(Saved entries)
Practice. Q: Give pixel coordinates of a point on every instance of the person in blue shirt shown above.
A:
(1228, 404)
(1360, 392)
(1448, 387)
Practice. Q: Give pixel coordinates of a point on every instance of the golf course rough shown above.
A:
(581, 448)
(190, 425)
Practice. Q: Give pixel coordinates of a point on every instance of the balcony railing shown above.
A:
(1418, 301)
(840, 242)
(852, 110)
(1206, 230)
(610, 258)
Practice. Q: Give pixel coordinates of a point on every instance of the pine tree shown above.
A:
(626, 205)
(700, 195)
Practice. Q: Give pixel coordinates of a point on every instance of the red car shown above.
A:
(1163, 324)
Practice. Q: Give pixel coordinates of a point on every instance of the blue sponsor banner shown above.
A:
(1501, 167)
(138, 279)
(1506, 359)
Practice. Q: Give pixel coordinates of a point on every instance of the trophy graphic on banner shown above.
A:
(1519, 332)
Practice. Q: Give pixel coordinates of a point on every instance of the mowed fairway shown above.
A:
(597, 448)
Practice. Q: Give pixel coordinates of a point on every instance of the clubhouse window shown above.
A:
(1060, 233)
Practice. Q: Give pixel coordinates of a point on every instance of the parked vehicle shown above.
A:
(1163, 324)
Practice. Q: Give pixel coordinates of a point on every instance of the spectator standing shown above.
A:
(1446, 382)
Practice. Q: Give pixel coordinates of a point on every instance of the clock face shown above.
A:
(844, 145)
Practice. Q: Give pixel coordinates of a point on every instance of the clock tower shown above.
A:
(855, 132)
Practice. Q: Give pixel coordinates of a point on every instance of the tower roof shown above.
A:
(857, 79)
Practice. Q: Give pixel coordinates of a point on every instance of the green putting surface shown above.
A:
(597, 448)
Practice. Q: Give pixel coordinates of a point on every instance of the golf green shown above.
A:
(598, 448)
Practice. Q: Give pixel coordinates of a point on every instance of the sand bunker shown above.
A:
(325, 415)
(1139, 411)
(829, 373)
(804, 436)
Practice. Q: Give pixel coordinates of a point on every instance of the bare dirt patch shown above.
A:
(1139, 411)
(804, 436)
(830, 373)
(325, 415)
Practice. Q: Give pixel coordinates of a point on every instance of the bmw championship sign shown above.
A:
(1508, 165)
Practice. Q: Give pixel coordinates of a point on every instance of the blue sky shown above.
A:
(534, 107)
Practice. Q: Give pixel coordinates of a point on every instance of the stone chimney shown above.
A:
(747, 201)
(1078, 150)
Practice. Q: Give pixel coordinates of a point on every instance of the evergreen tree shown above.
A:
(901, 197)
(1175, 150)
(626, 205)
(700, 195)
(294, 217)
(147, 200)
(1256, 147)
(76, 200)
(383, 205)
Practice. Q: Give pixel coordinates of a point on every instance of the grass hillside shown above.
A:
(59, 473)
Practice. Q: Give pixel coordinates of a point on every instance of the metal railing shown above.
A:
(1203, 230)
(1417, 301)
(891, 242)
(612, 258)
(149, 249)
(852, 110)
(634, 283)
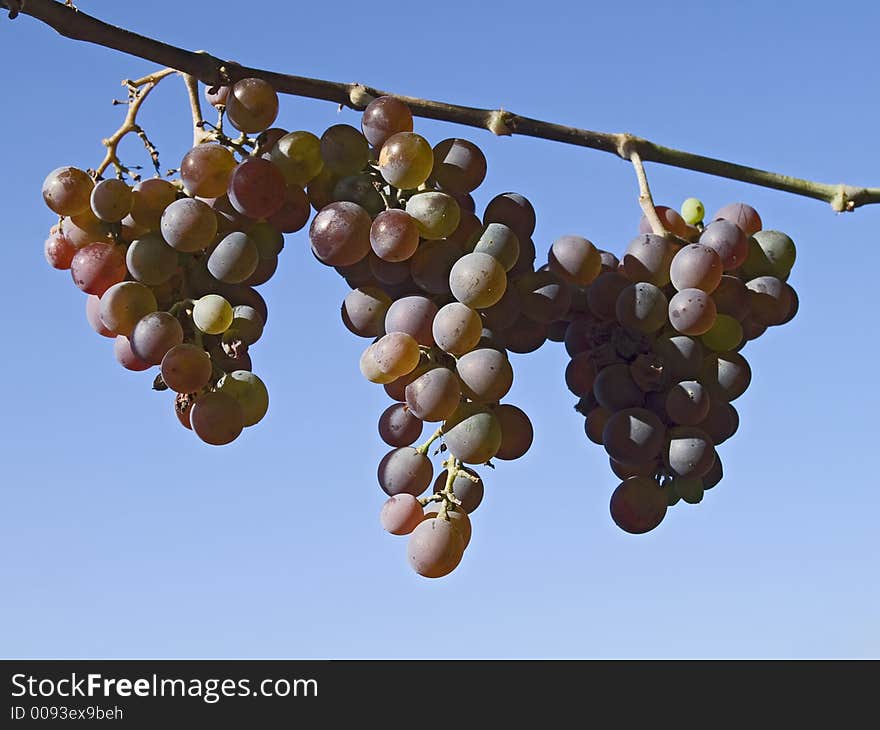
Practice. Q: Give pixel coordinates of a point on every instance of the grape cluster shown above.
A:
(434, 287)
(170, 267)
(655, 349)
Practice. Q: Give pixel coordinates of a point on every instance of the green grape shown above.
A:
(724, 335)
(405, 160)
(298, 156)
(212, 314)
(692, 210)
(249, 391)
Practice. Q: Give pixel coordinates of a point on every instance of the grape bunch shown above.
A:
(434, 287)
(170, 267)
(656, 350)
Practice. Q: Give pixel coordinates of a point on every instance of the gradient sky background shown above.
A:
(121, 535)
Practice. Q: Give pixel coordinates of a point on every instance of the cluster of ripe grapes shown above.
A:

*About this task*. All that belongs in the answer is the lines from the start of the entries above through the line containing "balcony railing shown above.", each given exactly.

*Worked solution*.
Practice. Q: Give pixel coordinates of a point on every instance of the person in blue shirt shown above.
A:
(1228, 404)
(1360, 392)
(1448, 387)
Practice. Q: Give pixel coordinates of a point on every instance of the golf course rough shown above.
A:
(581, 448)
(190, 425)
Practice. Q: Give pixel coordinates of a point on every instance of the balcony railing shown above.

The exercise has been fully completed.